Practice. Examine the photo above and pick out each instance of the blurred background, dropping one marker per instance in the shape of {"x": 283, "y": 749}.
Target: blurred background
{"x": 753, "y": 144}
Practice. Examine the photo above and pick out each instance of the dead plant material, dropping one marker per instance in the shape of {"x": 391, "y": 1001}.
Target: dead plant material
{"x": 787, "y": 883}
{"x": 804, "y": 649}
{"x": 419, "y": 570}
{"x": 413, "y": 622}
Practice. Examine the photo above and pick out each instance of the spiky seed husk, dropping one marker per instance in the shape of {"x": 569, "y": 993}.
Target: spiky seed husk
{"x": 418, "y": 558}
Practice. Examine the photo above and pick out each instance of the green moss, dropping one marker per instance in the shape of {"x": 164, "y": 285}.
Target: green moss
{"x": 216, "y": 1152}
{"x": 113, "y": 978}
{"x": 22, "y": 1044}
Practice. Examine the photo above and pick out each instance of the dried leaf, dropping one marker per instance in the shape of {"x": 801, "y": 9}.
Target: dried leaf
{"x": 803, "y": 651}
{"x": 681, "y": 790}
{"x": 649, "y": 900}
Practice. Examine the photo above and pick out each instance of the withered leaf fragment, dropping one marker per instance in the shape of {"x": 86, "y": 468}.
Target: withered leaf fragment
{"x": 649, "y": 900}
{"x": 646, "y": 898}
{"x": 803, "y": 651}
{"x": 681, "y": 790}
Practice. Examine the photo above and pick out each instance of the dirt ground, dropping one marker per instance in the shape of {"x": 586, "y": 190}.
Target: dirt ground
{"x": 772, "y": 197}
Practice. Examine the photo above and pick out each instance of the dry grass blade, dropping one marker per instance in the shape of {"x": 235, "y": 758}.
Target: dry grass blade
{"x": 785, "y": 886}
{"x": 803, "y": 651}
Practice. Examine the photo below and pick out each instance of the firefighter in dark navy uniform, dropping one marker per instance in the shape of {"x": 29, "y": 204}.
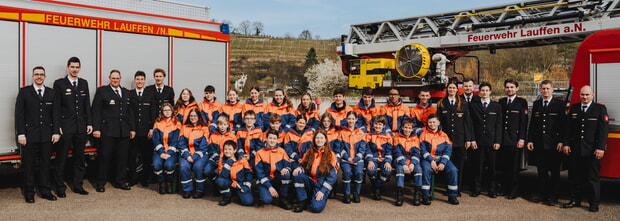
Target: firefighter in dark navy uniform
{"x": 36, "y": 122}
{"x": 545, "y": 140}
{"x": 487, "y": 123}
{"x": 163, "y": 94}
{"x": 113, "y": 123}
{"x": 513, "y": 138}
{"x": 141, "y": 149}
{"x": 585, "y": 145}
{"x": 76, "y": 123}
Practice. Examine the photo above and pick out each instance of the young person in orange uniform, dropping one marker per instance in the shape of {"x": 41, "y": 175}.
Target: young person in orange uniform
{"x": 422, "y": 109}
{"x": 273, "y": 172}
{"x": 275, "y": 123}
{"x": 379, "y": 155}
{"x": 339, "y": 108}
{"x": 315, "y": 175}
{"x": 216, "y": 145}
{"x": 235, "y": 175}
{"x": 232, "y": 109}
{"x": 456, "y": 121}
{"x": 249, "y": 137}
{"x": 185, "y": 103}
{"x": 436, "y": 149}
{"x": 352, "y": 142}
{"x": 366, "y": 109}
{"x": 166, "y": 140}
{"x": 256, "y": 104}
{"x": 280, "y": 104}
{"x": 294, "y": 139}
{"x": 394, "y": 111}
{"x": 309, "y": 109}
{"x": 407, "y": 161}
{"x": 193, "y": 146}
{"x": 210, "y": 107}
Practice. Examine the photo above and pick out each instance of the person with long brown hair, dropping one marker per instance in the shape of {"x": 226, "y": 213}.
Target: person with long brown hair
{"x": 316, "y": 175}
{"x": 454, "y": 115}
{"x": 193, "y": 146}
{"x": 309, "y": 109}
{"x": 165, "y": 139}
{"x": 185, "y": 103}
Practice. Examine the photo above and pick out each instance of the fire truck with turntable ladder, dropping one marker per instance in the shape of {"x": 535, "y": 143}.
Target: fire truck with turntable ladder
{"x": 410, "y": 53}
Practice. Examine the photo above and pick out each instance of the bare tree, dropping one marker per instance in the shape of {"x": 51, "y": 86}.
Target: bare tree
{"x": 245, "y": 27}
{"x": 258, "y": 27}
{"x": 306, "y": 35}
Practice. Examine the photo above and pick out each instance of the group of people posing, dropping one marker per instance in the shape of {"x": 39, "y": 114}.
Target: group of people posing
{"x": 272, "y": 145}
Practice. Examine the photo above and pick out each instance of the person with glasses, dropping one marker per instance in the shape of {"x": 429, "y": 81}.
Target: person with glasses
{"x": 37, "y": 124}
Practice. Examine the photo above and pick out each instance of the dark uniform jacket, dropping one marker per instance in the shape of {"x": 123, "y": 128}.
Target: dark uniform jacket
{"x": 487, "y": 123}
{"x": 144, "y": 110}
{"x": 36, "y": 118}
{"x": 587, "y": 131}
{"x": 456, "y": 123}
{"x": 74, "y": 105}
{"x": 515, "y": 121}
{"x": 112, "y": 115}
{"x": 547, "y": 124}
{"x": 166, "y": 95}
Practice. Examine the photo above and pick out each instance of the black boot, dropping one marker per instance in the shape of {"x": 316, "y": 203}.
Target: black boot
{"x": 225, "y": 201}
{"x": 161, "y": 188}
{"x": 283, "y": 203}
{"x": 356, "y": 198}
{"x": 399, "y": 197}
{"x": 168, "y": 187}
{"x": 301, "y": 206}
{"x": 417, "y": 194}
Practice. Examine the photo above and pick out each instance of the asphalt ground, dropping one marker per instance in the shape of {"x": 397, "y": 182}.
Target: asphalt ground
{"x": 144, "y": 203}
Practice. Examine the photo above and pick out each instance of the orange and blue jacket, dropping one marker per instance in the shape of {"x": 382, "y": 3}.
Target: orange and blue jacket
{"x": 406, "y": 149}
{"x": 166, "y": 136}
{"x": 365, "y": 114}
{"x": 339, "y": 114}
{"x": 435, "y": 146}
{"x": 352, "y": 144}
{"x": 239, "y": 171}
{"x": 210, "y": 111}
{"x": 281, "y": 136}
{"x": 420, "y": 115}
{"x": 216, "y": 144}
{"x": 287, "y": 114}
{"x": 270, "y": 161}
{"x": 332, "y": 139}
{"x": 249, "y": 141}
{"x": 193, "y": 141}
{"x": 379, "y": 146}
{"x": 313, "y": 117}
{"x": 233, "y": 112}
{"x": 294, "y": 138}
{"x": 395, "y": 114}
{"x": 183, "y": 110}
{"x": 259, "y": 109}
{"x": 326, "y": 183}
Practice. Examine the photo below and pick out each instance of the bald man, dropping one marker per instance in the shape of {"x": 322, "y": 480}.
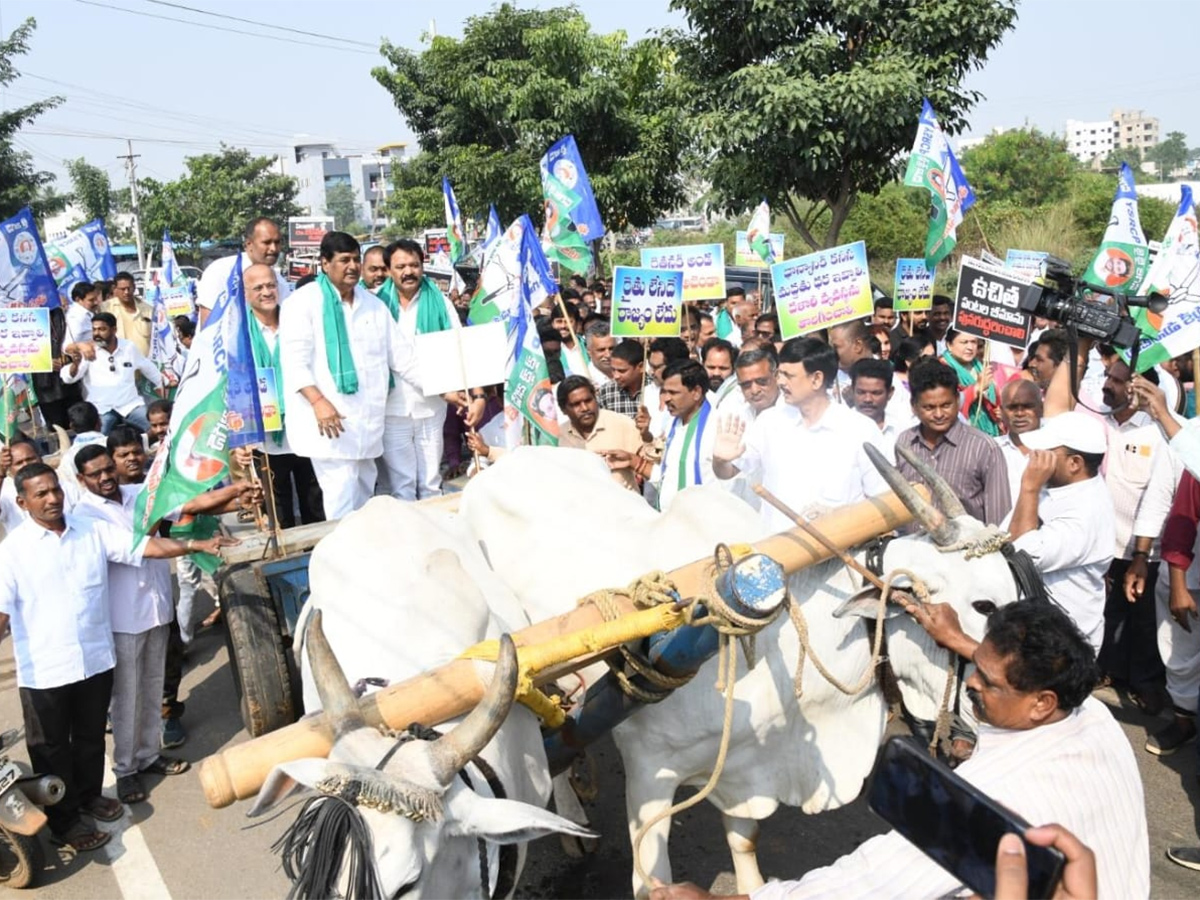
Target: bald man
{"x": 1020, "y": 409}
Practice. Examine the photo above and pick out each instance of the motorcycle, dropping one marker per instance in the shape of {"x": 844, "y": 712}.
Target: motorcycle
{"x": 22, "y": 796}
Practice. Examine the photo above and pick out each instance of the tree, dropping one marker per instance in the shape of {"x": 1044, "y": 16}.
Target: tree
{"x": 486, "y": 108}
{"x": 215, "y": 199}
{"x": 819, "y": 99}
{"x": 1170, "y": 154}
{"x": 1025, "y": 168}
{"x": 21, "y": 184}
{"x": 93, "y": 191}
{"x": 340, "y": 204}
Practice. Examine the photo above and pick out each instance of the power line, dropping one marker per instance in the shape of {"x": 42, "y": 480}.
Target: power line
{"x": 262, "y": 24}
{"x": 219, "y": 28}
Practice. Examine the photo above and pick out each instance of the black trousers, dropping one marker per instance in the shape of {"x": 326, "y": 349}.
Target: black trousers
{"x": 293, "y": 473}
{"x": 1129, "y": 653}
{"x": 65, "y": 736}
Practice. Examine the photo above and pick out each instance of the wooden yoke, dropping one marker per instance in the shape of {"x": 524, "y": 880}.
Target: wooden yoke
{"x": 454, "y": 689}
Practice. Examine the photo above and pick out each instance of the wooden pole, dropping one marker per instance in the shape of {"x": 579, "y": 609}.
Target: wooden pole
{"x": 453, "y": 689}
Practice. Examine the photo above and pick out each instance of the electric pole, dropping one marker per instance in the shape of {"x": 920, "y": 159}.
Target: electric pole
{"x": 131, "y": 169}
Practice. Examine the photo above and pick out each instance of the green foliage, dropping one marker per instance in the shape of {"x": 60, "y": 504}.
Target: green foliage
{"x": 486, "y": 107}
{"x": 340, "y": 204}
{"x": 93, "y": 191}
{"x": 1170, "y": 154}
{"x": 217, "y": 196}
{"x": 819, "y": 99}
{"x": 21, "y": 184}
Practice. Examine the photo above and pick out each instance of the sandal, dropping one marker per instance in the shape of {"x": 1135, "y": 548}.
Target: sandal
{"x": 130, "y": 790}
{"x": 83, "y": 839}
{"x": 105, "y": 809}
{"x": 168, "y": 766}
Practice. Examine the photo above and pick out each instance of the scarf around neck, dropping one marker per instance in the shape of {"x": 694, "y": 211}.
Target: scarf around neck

• • • • • • •

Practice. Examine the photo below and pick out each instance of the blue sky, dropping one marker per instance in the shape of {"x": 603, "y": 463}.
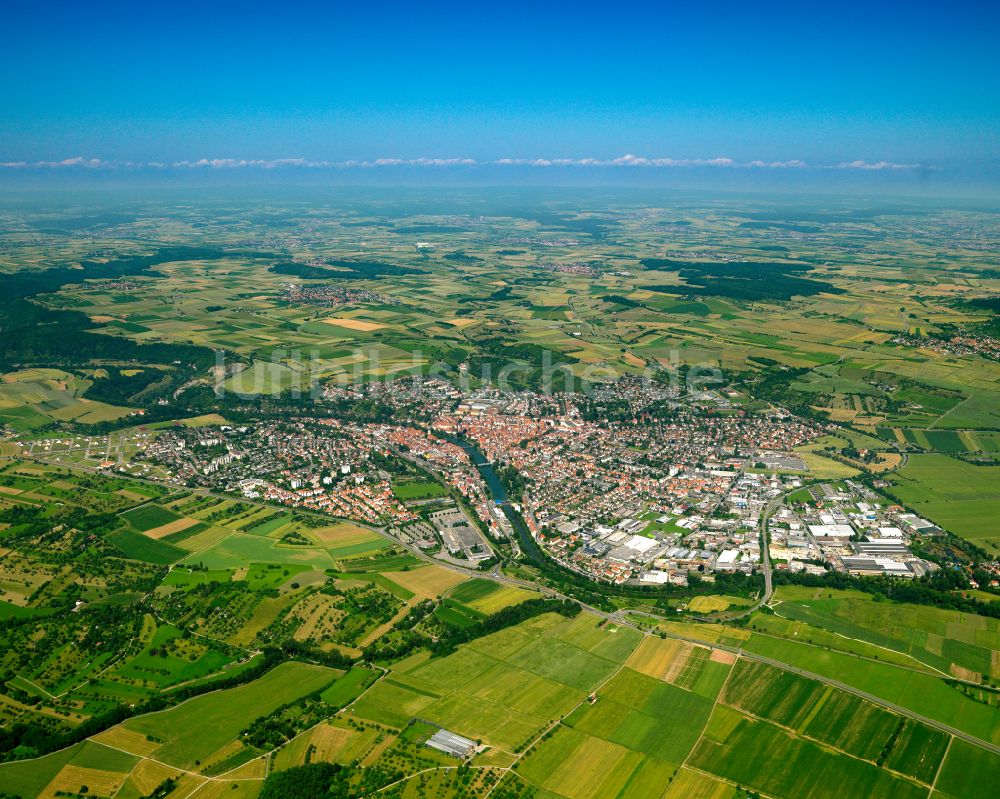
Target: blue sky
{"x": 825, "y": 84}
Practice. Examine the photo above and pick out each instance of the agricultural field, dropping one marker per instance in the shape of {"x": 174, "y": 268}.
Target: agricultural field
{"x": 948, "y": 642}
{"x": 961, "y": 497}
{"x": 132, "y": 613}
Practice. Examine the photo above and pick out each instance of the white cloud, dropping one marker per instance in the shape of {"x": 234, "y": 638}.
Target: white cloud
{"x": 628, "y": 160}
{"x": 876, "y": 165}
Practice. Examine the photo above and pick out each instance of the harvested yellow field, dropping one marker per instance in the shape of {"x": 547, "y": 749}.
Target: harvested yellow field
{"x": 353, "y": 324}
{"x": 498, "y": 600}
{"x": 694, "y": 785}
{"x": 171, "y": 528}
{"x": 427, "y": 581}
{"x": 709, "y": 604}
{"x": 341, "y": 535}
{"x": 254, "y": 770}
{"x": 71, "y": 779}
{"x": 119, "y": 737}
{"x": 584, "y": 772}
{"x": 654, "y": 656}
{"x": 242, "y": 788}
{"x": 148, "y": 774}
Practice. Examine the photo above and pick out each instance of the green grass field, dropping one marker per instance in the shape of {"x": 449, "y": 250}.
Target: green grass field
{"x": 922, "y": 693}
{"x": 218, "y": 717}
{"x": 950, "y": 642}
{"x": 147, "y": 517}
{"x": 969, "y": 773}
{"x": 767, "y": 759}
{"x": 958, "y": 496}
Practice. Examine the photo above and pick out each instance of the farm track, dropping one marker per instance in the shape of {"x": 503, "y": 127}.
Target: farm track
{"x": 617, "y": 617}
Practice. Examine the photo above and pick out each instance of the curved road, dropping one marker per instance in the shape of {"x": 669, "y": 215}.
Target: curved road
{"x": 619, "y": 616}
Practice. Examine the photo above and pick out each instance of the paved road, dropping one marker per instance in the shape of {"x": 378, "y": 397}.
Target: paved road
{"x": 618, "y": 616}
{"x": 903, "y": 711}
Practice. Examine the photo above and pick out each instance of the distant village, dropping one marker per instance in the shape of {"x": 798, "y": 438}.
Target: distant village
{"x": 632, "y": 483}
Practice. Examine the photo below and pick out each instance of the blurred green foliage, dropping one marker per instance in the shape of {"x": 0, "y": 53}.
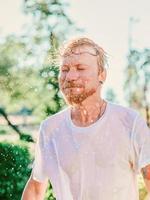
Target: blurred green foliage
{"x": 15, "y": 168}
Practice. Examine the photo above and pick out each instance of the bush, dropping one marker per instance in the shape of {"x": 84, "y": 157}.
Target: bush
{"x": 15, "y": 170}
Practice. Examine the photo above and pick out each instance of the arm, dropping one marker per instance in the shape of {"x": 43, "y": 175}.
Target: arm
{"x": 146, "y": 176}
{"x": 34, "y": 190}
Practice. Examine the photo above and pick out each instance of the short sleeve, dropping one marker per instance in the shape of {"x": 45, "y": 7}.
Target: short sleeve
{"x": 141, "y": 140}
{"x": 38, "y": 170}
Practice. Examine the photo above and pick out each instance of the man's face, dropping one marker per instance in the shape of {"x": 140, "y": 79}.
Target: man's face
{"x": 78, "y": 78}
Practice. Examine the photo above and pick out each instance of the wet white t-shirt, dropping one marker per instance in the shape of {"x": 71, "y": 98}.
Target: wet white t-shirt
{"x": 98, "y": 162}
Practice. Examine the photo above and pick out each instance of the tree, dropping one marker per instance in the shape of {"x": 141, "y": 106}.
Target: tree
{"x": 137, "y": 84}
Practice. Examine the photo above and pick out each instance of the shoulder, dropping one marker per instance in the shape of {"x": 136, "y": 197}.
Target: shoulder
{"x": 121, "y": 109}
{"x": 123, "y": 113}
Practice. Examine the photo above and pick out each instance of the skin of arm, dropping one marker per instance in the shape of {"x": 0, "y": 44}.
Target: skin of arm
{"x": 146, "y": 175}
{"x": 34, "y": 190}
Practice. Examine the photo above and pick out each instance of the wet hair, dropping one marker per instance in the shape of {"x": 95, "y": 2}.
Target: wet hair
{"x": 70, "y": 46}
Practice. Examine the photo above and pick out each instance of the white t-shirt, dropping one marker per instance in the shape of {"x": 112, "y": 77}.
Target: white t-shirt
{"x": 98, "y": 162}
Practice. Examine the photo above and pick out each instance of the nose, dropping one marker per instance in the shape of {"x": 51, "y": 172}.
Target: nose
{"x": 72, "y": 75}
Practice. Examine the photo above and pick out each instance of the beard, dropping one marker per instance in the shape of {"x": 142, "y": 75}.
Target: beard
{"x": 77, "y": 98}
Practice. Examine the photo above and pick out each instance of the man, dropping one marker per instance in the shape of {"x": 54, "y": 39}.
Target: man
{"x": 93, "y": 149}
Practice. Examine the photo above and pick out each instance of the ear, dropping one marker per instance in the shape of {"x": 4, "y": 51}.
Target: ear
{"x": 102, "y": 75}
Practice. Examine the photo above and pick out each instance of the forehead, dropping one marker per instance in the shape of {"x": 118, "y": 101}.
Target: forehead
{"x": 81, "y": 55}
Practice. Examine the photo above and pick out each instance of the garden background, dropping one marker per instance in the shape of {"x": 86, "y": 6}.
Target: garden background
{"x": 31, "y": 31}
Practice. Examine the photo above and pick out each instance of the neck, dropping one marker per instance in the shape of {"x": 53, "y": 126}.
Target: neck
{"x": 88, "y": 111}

• • • • • • •

→ DO THIS:
Rewrite the entries from the line containing "the green foliage, dropping" up to and including the line containing "Target: scarf around neck", changing "sandal" to "flip-flop" and leaving all else unchanged.

→ EXERCISE RESPONSE:
Practice. Examine the photo above and pick out each instance of the green foliage, dropping one marker per instance in the shape of {"x": 60, "y": 504}.
Target: green foliage
{"x": 486, "y": 107}
{"x": 340, "y": 204}
{"x": 93, "y": 191}
{"x": 1170, "y": 154}
{"x": 217, "y": 196}
{"x": 819, "y": 99}
{"x": 21, "y": 184}
Practice. Examine the photo above and pick out each instance of the flip-flop, dropping one marker per instance in the shape of {"x": 1135, "y": 548}.
Target: flip-flop
{"x": 130, "y": 790}
{"x": 83, "y": 839}
{"x": 105, "y": 809}
{"x": 168, "y": 766}
Practice. Examine the photo above and pick out each instance of the scarf around neck, dropping one marker per instance in the shape of {"x": 694, "y": 211}.
Target: scarf around neck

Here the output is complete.